(PROBLEM DESCRIPTION): Pull out every line of the entries below that contains the string "hare", keeping letter case as given. Copy each matching line in full.

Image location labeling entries
★ ★ ★ ★ ★ ★ ★
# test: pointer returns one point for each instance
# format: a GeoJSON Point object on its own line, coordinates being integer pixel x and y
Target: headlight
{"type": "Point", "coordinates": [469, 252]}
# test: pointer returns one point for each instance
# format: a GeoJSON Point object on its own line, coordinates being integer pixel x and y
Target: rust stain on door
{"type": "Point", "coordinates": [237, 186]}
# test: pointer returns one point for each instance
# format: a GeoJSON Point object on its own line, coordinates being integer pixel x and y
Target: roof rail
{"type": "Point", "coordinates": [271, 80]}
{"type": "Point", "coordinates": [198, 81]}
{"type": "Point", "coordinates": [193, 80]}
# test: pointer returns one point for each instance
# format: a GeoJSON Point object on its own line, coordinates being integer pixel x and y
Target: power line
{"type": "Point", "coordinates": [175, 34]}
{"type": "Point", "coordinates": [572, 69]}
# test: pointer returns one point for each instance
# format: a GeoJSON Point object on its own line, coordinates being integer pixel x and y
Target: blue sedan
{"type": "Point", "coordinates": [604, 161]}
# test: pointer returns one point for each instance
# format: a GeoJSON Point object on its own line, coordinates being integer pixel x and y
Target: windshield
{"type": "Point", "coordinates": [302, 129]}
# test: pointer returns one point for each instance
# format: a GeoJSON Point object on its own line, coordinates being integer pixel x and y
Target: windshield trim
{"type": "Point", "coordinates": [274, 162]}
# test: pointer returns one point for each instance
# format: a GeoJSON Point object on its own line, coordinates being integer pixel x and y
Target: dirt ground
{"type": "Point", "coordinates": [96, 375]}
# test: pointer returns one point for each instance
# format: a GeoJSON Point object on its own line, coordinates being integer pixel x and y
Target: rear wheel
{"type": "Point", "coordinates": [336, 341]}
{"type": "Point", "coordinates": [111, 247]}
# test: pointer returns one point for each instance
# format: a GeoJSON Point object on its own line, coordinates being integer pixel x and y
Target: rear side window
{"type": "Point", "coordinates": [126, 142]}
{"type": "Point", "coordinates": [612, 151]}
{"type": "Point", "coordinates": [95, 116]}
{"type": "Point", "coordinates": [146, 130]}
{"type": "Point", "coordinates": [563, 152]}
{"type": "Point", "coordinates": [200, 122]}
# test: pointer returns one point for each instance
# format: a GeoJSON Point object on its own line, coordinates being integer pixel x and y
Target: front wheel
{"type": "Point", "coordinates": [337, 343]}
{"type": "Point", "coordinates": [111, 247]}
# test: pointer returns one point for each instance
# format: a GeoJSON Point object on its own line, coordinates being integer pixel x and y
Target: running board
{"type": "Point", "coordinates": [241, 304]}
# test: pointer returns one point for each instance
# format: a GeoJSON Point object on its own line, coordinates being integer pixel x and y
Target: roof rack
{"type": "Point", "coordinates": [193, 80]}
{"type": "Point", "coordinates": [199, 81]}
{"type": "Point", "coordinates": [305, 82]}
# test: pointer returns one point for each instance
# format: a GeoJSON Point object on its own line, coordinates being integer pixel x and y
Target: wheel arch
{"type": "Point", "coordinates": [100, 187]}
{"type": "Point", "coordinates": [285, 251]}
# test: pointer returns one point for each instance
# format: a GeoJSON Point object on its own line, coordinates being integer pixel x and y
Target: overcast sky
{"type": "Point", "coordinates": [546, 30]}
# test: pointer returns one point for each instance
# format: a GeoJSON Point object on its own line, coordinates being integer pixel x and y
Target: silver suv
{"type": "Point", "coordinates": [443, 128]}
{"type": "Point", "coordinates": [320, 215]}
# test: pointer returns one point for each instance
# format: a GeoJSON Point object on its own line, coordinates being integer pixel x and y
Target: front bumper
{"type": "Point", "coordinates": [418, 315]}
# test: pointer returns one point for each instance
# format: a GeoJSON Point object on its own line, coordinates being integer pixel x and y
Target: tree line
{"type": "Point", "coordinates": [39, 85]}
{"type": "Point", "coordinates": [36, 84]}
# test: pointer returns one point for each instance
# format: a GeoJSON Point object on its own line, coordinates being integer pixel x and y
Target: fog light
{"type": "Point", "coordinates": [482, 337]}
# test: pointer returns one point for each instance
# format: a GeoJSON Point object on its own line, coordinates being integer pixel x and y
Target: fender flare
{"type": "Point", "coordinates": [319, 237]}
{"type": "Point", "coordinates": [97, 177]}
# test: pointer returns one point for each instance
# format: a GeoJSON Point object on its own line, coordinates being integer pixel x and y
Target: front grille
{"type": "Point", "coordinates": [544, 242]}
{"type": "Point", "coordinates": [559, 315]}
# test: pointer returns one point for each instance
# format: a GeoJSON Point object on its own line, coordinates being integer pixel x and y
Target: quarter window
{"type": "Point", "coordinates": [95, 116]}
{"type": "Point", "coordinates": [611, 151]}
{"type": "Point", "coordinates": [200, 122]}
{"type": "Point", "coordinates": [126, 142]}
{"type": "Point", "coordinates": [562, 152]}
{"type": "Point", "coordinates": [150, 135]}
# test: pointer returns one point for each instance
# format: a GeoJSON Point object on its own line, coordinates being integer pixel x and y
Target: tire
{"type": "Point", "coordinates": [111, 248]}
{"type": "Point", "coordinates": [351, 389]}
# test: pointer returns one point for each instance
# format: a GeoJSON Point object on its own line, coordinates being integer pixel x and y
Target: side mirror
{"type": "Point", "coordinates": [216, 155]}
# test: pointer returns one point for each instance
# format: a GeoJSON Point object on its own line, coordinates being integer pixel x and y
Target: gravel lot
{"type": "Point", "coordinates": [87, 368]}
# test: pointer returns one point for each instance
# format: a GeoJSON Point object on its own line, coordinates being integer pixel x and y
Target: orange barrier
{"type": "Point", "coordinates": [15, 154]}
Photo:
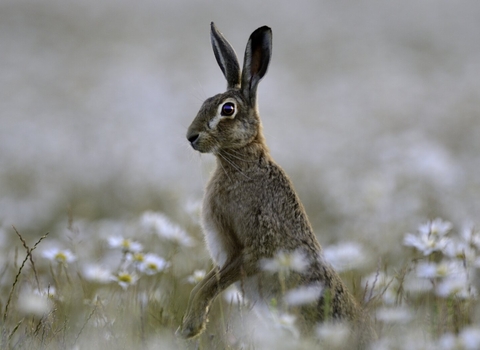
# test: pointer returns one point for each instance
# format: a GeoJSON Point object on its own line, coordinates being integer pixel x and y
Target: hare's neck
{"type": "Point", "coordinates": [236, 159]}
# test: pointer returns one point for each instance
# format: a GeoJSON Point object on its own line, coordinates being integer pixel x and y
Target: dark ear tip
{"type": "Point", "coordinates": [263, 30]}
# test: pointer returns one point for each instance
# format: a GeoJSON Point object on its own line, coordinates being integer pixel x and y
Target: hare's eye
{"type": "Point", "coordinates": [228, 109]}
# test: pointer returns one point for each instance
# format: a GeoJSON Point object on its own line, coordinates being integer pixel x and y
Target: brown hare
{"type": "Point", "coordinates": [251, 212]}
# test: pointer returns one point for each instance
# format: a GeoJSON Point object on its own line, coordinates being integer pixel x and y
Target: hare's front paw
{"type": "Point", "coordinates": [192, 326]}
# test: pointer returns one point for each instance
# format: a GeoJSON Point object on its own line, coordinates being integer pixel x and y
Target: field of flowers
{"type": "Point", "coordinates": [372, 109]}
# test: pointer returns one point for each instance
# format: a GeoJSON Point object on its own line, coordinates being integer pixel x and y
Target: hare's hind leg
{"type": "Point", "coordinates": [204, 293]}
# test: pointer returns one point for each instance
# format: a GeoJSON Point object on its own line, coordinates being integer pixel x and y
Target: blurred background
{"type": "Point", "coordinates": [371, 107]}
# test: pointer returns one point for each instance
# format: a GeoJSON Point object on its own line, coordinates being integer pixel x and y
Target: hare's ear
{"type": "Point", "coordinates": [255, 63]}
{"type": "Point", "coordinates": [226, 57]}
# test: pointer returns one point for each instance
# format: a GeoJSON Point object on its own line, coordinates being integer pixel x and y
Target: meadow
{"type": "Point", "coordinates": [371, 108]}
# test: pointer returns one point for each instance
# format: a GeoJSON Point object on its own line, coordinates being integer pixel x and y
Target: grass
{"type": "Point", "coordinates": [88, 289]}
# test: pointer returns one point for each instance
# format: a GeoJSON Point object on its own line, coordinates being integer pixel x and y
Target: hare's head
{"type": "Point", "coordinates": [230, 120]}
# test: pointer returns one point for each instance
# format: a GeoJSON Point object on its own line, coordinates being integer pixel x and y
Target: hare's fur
★ ★ ★ ★ ★ ★ ★
(TASK SOLUTION):
Target: hare's neck
Target: hare's eye
Target: brown hare
Target: hare's front paw
Target: hare's hind leg
Target: hare's ear
Target: hare's head
Target: hare's fur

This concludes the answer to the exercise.